* begin Extracted entries *

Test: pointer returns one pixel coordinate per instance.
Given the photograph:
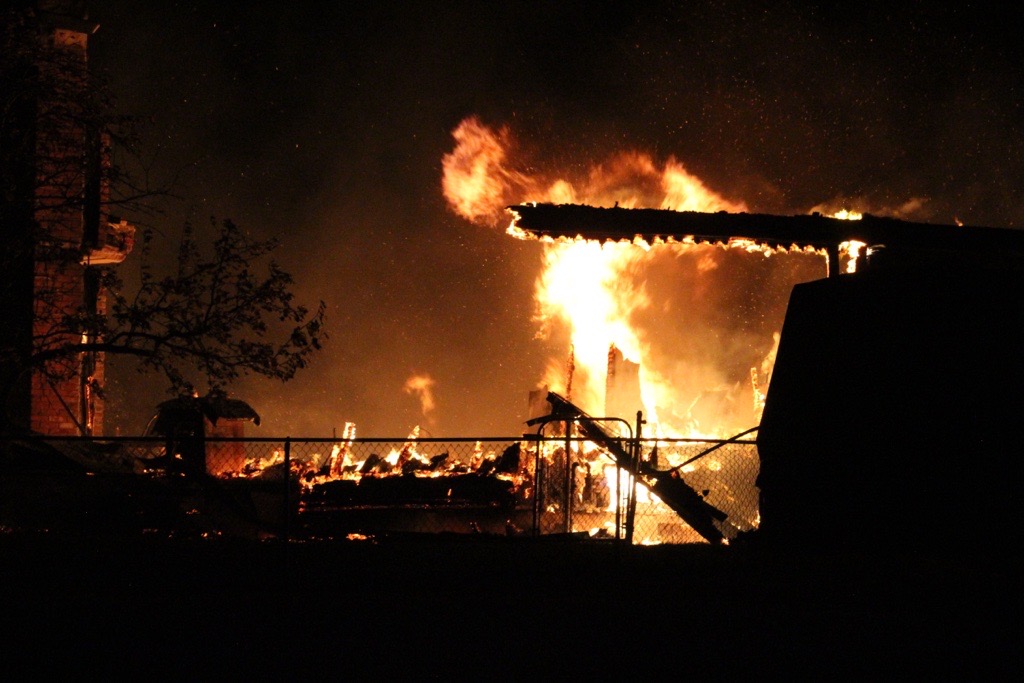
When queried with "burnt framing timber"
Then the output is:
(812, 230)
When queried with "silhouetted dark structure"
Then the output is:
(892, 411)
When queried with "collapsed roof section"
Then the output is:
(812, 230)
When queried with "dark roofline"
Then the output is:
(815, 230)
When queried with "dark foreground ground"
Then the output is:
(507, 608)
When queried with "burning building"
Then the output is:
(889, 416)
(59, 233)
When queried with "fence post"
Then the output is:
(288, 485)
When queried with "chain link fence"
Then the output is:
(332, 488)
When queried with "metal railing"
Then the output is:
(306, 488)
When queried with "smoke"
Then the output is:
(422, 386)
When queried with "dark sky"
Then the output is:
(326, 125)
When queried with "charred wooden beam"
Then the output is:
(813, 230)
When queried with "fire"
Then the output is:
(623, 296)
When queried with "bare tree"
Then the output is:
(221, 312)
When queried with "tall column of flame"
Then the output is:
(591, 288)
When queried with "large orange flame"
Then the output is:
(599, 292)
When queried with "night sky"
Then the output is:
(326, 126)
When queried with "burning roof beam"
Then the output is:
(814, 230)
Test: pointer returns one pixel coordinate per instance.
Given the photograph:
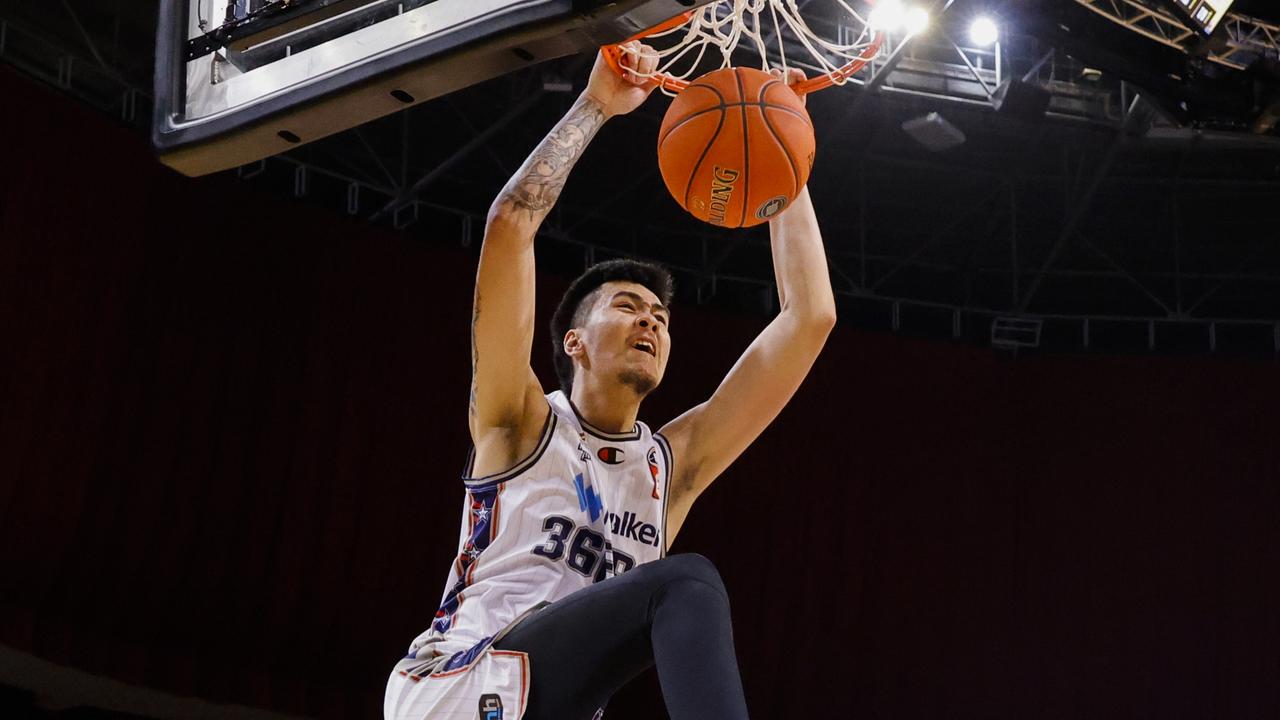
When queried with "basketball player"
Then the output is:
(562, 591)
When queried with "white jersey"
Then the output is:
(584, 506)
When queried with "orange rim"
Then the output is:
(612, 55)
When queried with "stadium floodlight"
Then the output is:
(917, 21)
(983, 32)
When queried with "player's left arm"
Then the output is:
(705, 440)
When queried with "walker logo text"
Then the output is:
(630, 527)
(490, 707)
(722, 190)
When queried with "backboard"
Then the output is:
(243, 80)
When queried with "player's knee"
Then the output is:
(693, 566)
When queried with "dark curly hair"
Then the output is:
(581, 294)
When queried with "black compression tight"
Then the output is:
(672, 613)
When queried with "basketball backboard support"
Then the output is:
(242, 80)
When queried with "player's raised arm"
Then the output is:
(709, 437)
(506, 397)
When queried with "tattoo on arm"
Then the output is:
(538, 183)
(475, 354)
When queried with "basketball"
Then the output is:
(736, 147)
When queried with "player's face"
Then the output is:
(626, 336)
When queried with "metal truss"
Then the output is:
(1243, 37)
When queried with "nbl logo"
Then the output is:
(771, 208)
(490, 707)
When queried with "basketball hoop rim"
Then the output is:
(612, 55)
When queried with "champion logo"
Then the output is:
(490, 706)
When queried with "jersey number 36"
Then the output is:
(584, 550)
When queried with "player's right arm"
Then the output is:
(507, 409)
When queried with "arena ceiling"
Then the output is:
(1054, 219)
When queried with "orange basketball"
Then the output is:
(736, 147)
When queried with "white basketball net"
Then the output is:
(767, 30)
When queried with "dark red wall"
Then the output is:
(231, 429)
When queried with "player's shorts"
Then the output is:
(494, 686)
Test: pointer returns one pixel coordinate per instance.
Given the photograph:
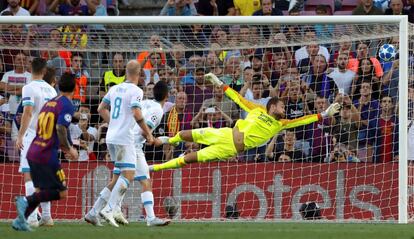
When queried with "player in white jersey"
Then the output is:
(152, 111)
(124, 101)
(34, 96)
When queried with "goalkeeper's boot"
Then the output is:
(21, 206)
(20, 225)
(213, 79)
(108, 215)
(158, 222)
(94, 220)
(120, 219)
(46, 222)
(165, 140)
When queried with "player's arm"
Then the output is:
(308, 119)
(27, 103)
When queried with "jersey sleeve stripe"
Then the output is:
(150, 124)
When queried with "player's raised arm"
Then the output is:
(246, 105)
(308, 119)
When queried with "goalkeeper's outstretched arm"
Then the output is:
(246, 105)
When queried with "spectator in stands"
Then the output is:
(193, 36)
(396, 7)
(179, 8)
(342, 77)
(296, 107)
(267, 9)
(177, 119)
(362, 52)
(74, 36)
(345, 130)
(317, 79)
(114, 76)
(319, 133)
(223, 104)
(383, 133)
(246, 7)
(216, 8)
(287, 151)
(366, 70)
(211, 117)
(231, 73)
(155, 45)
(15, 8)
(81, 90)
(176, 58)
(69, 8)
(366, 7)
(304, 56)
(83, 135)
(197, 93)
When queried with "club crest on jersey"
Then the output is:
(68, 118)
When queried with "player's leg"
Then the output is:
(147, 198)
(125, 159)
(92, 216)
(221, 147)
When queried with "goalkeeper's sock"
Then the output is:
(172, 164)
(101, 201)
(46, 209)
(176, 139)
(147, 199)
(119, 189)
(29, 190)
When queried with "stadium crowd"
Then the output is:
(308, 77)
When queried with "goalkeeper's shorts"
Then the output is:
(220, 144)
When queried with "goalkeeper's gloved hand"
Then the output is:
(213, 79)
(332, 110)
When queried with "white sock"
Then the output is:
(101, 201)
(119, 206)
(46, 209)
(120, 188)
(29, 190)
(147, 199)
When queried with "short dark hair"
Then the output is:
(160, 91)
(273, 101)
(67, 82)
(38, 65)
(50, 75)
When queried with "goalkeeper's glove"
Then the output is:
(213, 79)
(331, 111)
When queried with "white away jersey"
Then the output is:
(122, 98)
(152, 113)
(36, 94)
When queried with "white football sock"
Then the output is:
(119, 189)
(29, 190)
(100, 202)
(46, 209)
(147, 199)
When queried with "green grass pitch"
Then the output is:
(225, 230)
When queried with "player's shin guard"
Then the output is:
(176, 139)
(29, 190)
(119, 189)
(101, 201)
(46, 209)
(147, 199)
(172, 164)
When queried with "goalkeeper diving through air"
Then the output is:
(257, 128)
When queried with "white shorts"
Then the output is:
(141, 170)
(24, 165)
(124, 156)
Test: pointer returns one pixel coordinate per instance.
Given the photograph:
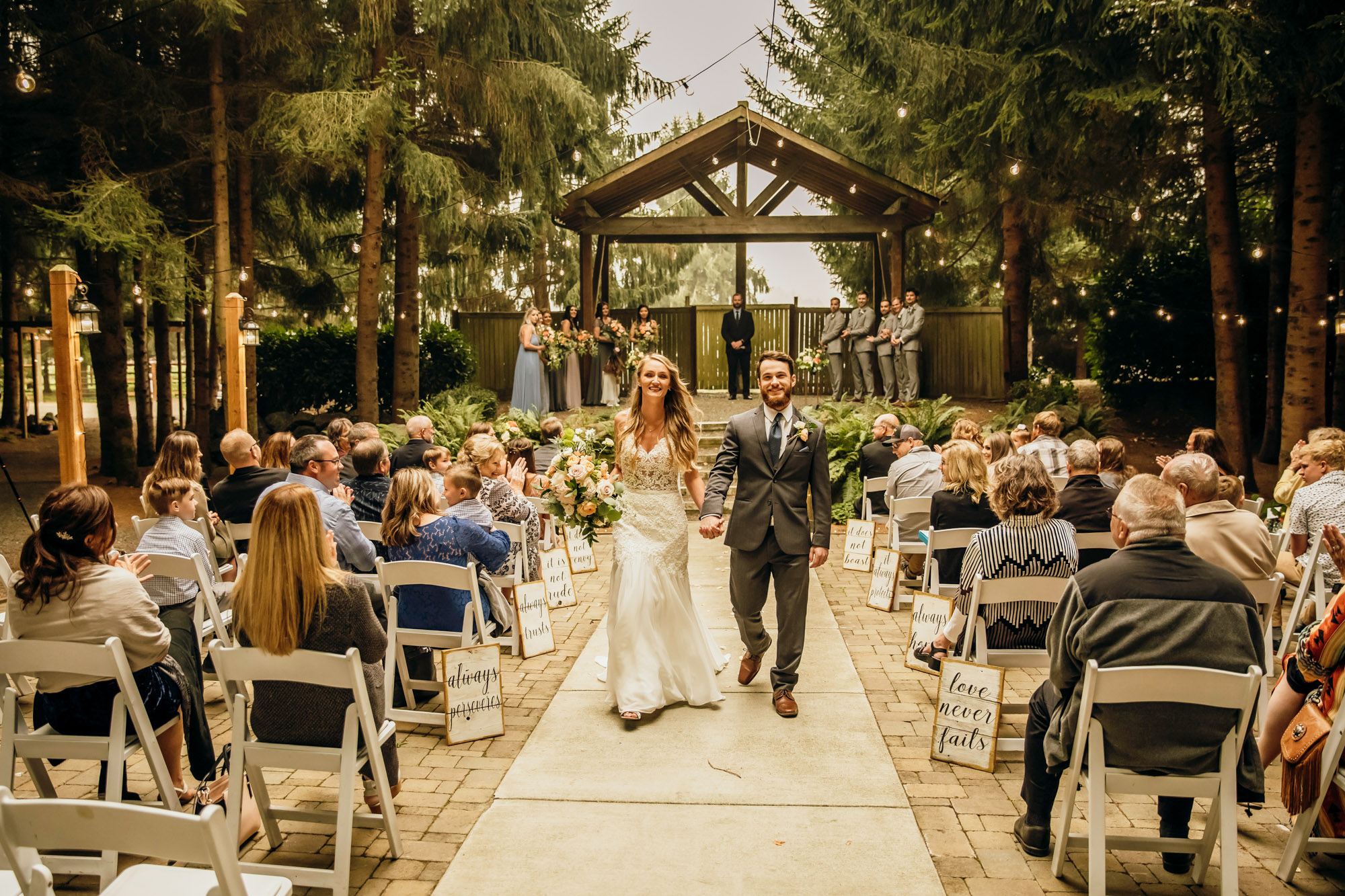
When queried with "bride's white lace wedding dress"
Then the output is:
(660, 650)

* end Extracted entries *

Reproduce every line above as written, skipping pictures.

Test: pointer returns one pixel coordinate per instance.
Given the photograph:
When queried with "burnt framing timber"
Then the output is:
(812, 230)
When queried with "silhouetted dark structure"
Then the output is:
(892, 411)
When queried with "collapsed roof section"
Then the output is:
(812, 230)
When queried with "dark roofline"
Then the output is:
(815, 230)
When queried with "dark foreground ground"
Then the output is:
(507, 608)
When queried with "burning building"
Then the output is:
(889, 416)
(59, 233)
When queried with "fence post"
Then the output is:
(288, 485)
When queried with "chain link fence"
Then the output is:
(332, 488)
When queried with "metal railing"
Then the output is:
(306, 488)
When queried with "smoke"
Then the output is:
(422, 386)
When queried with "dark sky"
Then the output is:
(326, 125)
When queried with "charred wooden beam"
Then the output is:
(813, 230)
When queried with "fire"
Then the output is:
(623, 296)
When queried with "bare tree"
Then the output is:
(221, 312)
When queried with "tall column of flame"
Then the output is:
(591, 288)
When queried with "large orange flame"
Then the output is:
(599, 292)
When queried with "night sky"
Then the output is:
(326, 126)
When queried with "burning roof beam"
Then the output is:
(814, 230)
Test: pointer returns one pixel coordinate per instance.
Given the photograph:
When queried with "basketball player"
Then the output is:
(562, 591)
When queried with "white jersey"
Then the output is:
(584, 506)
When queried with "orange rim"
Then the output is:
(612, 55)
When queried with "stadium floodlight"
Then the output is:
(917, 21)
(983, 32)
When queried with "player's left arm"
Then the output is:
(705, 440)
When queried with "walker logo text"
Then the output is:
(630, 527)
(490, 707)
(722, 190)
When queried with "backboard"
Then the output is:
(243, 80)
When queried with "player's knee"
Then the output is:
(693, 566)
When queried with "dark curly hair"
Then the output is:
(581, 294)
When queried with "black compression tight"
Then the output is:
(672, 613)
When queried with "basketball backboard support"
Then the output is:
(242, 80)
When queried with "player's raised arm"
Then the output is:
(709, 437)
(506, 397)
When queried with "tattoo on arm"
Then the output is:
(538, 183)
(475, 354)
When queried with "basketball"
Then the output is:
(736, 147)
When queried with "player's face"
Then the output is:
(626, 336)
When queried with "metal truss"
Then the output is:
(1243, 37)
When queried with "nbl logo"
Then the output is:
(771, 208)
(490, 707)
When queried with "basketball hoop rim"
Then the output is:
(612, 55)
When queried with "champion logo"
Then the output is:
(490, 706)
When queried with "jersey number 36"
Then the output is:
(584, 550)
When queried with "player's right arm"
Then the output is:
(507, 409)
When queried with "arena ceiling"
Then the output is:
(1054, 219)
When queried with "orange basketball"
Then the output is:
(736, 147)
When queried with "white basketball net"
Then the output is:
(767, 30)
When queried with "dark red wall"
Then the output is:
(231, 429)
When queried with "player's shorts"
Then the output is:
(494, 686)
Test: pointer returns one pixel coordinate per instance.
Given the photograph:
When queried with "player in white jersey"
Then the output is:
(152, 111)
(124, 101)
(34, 96)
When queried with "goalkeeper's boot"
Then the output is:
(21, 206)
(20, 225)
(213, 79)
(108, 215)
(158, 222)
(94, 220)
(120, 219)
(46, 222)
(165, 140)
When queried with "player's arm"
Then the output is:
(308, 119)
(27, 103)
When queried with "jersey sleeve stripe"
Then the output is:
(150, 124)
When queried with "player's raised arm"
Then the output is:
(246, 105)
(308, 119)
When queried with "goalkeeper's outstretched arm"
Then the output is:
(246, 105)
When queried with "spectator in stands"
Then the output is:
(193, 36)
(396, 7)
(179, 8)
(342, 77)
(296, 107)
(267, 9)
(177, 119)
(362, 52)
(74, 36)
(345, 130)
(317, 79)
(114, 76)
(319, 133)
(223, 104)
(383, 133)
(246, 7)
(216, 8)
(287, 151)
(366, 70)
(211, 117)
(231, 73)
(155, 45)
(15, 8)
(81, 90)
(176, 58)
(69, 8)
(366, 7)
(304, 56)
(83, 135)
(197, 93)
When queried with "club crest on jersey"
Then the output is:
(68, 118)
When queried with "player's leg"
Then the output is:
(147, 198)
(125, 159)
(92, 216)
(221, 147)
When queried with "goalkeeper's sock"
Then the output is:
(172, 164)
(101, 201)
(46, 209)
(176, 139)
(147, 199)
(119, 189)
(29, 190)
When queried with "stadium crowd"
Then the output is:
(308, 77)
When queried with "goalkeeper's shorts"
Then the output is:
(220, 144)
When queried with "goalkeeper's gloved hand"
Then the output is:
(213, 79)
(332, 110)
When queried with "white sock"
Then the output is:
(101, 201)
(119, 206)
(46, 209)
(120, 188)
(29, 190)
(147, 199)
When queried with "short dark hair"
Then the output is:
(160, 91)
(273, 101)
(67, 82)
(38, 65)
(50, 75)
When queried with "goalkeeper's glove"
Then the output is:
(213, 79)
(331, 111)
When queried with "white away jersey"
Then the output is:
(122, 98)
(152, 113)
(36, 94)
When queried with "white football sock"
Then the output is:
(119, 189)
(29, 190)
(100, 202)
(46, 209)
(147, 199)
When queried with "green grass pitch"
Then the output is:
(225, 230)
When queried with "player's shin guard"
Then the output is:
(176, 139)
(29, 190)
(119, 189)
(101, 201)
(46, 209)
(147, 199)
(172, 164)
When queried with "goalkeeper diving through air"
Then the output is:
(257, 128)
When queried with "white shorts"
Then the output is:
(141, 170)
(24, 165)
(124, 156)
Test: pointer returns one pixel coordinate per instance.
Given the photograph:
When queried with "bride's white lace wedding dress"
Then the output is:
(660, 650)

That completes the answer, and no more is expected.